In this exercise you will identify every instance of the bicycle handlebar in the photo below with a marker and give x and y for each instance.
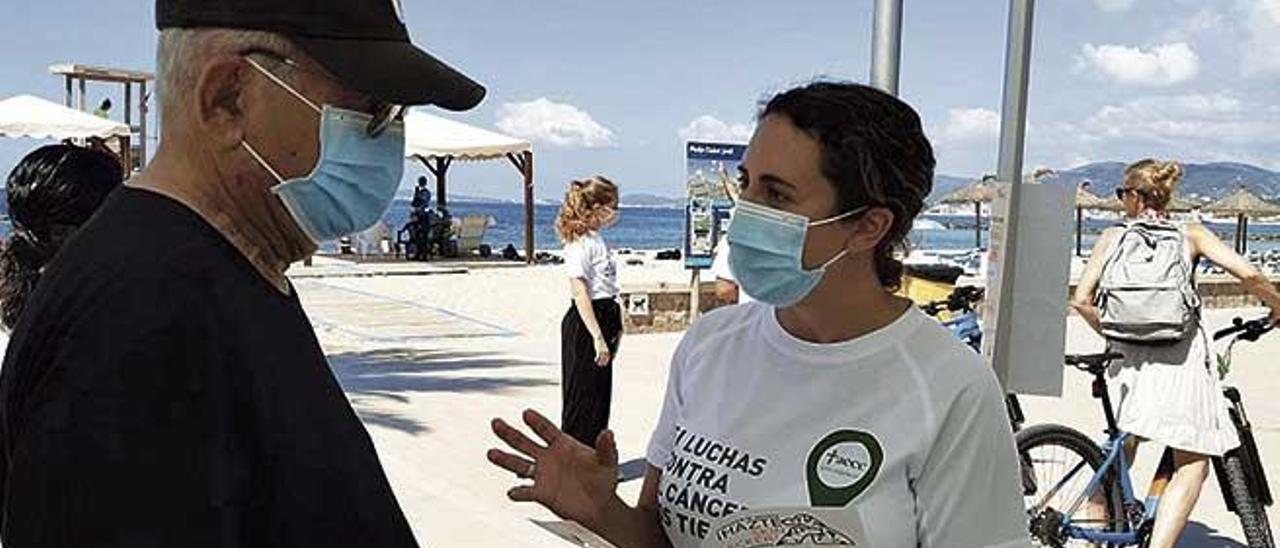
(1251, 329)
(961, 298)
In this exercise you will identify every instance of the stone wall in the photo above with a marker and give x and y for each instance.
(667, 305)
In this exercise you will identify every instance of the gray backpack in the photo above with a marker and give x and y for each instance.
(1147, 292)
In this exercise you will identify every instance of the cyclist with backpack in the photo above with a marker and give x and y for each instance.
(1139, 292)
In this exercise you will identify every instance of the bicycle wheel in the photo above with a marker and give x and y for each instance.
(1253, 515)
(1057, 465)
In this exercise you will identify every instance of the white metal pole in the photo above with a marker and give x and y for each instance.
(1013, 133)
(887, 45)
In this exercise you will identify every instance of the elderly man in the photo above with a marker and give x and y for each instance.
(164, 387)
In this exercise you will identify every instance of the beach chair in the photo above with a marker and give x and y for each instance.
(470, 231)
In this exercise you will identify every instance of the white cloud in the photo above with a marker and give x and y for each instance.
(1217, 118)
(969, 124)
(711, 128)
(1161, 65)
(1115, 5)
(553, 123)
(1262, 36)
(1191, 127)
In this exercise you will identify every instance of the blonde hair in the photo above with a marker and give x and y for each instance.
(580, 213)
(1155, 181)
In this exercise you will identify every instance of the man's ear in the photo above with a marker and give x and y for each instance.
(869, 229)
(219, 95)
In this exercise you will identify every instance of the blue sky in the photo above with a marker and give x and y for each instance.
(615, 88)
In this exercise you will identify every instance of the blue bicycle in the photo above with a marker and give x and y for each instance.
(963, 323)
(1079, 493)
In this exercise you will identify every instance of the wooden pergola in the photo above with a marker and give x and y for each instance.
(437, 142)
(76, 78)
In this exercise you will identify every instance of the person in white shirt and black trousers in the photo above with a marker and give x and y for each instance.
(593, 324)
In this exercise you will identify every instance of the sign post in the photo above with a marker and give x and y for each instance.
(712, 169)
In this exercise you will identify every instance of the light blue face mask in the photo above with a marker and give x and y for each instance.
(355, 178)
(767, 250)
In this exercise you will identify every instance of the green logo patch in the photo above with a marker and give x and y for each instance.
(841, 466)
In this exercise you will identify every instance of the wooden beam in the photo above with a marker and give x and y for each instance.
(528, 170)
(440, 172)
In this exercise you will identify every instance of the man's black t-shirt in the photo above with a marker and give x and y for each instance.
(158, 392)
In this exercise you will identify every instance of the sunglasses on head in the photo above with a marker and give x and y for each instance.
(383, 114)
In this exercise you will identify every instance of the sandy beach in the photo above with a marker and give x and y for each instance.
(426, 361)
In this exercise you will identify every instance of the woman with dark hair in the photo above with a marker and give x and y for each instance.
(831, 411)
(51, 192)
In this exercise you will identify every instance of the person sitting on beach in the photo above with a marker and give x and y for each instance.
(51, 192)
(1169, 393)
(593, 325)
(828, 410)
(165, 387)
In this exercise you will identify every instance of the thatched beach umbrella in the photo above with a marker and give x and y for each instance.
(978, 192)
(1243, 204)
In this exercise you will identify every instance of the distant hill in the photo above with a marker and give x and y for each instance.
(945, 185)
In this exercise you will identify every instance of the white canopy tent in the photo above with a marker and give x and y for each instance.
(438, 141)
(32, 117)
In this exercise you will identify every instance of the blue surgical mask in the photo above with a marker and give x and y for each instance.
(353, 181)
(767, 250)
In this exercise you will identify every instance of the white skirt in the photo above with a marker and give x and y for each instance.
(1171, 394)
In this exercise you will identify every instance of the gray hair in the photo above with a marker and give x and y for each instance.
(182, 53)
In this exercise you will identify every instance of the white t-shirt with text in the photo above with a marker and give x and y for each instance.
(897, 438)
(589, 257)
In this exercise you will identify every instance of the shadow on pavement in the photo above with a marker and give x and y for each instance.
(379, 379)
(1200, 535)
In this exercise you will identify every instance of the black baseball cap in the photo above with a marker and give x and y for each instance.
(364, 42)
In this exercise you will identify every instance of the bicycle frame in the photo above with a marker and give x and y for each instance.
(1116, 460)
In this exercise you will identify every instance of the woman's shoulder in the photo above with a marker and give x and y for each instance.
(721, 323)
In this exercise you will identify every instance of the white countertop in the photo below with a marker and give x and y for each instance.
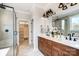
(3, 52)
(62, 40)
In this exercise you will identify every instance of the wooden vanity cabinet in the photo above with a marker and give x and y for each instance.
(51, 48)
(45, 46)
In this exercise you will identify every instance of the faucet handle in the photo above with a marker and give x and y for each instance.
(73, 34)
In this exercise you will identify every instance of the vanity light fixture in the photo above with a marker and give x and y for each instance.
(72, 4)
(48, 13)
(64, 5)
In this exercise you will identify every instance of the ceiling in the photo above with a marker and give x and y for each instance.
(38, 9)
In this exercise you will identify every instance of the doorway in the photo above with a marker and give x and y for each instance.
(23, 35)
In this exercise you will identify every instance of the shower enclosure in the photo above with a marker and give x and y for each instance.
(8, 35)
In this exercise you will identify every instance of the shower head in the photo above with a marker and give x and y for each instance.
(2, 6)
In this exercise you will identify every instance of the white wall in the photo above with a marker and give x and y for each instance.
(6, 19)
(21, 16)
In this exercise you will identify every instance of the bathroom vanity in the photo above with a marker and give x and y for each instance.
(50, 46)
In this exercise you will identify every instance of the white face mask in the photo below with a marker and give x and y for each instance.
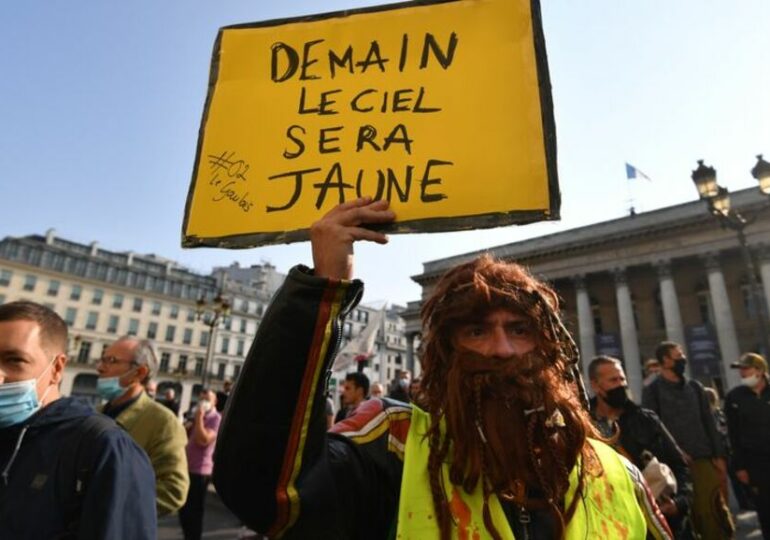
(205, 405)
(751, 381)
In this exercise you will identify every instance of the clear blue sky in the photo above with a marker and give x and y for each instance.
(100, 104)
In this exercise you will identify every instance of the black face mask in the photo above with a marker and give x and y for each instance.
(679, 365)
(617, 398)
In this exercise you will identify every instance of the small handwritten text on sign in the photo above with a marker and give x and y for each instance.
(441, 107)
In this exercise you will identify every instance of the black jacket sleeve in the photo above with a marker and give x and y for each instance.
(672, 455)
(709, 423)
(120, 499)
(275, 466)
(732, 411)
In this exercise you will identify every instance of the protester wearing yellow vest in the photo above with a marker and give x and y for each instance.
(498, 444)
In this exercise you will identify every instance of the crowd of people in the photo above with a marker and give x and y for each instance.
(72, 471)
(497, 439)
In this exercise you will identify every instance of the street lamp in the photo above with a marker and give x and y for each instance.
(718, 199)
(211, 314)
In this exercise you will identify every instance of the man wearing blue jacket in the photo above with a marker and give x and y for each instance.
(66, 471)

Exercise directions » Omit the pictures and write out exactly the lines from the one containing "the white face" through the last line of the material.

Exercise response »
In this exercise you will identify every instance of the white face mask in the photo below with a marker and give x and y for each instance.
(205, 405)
(751, 381)
In this exercise you will identify every instance of the clear blue sky in the photo above with a marker and give x and y for each instance.
(100, 104)
In this exercise you will identify every instance of the black face mask in the photo above with a marker and give x and y for each instance.
(679, 365)
(617, 398)
In this exercise you will identify every instance of the small handwritten text on sign in the photo above with a marker and give x and y for each instance.
(441, 107)
In this exercise you will identify every instance of the black jacket sleeve in the photo above with a marker and give x and y for each instance.
(672, 455)
(709, 423)
(120, 499)
(275, 466)
(732, 411)
In this exercise you will identify every instance of the protester wearing yellow vest in the photo above with a marker and give x and y for each instance.
(498, 444)
In this exercise you will identify every instance of the crowd of people in the photo above with a marker and give x and y for each instance.
(72, 471)
(497, 439)
In this exercise you will identify every instance of the street lamp in the photo above with a marker and give x and y for each instance.
(718, 199)
(211, 314)
In this exercise you will identify every instance of the man wearing blue jacket in the photo above with a marker and give x and y for each instance.
(66, 471)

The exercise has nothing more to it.